As we eye the opportunities and upheaval posed by rapidly evolving technology and societal shifts, it may be today’s young people (known by demographers as Generation Z) that are poised to make the most significant disruptions. Architecture firms could prove to be in a prime position to attract today’s youth, since the profession offers ample opportunity for unique expression while also advocating for the creation of a better world through concrete actions and increasing technology use.
Gen Z, with their technical savvy and tendency toward collaboration and individual expression, may be the best fit yet for the profession. However, there is a lot to be considered to attract, retain, and harness those traits.

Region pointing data
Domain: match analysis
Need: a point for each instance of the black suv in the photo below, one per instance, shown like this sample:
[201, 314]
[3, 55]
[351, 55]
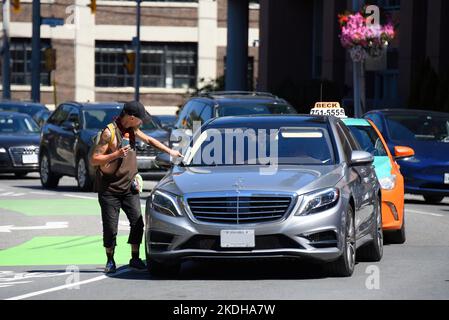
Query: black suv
[226, 103]
[67, 137]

» Things to do
1) Reproduce the portion of the passage on Generation Z and architecture that opens with the words containing "Gen Z, with" and closes with "harness those traits.".
2) Carry on the passage on Generation Z and architecture from the point where it stops.

» Answer section
1)
Gen Z, with their technical savvy and tendency toward collaboration and individual expression, may be the best fit yet for the profession. However, there is a lot to be considered to attract, retain, and harness those traits.

2)
To date, there has been notable study on the ways that millennials (born 1981–1996) have changed the workforce, and office culture in particular. For example, millennial influence can be seen in the emergence and growth of flexible and collaborative work environments, telecommuting, and workplace benefits aimed at better work-life balance (i.e., things like paternity leave and flexible work hours). In some ways, the collaborative nature of architectural practice has made architecture firms better prepared for millennial influence in terms of workplace engagement. However, like many other professions, architecture firms are still working to create a culture that embraces the benefits demanded by the large cohort of millennials.
But as large a cohort as millennials have been, the oldest of the generation are nearing 40. As we envision the practice of the future, it is now to the subsequent generation—Gen Z— that we must look. The Pew Research Center defines Generation Z as those born from 1997 to 2012—spanning today’s elementary school and college students, the oldest of whom are just starting to enter the workplace. This is the largest generation to date (estimated in the U.S. at 86 million, as compared to the 72 million millennials). This cohort already holds tremendous purchasing power, something unheard of in prior generations. Current estimates value their current consumer spending influence at $40 billion.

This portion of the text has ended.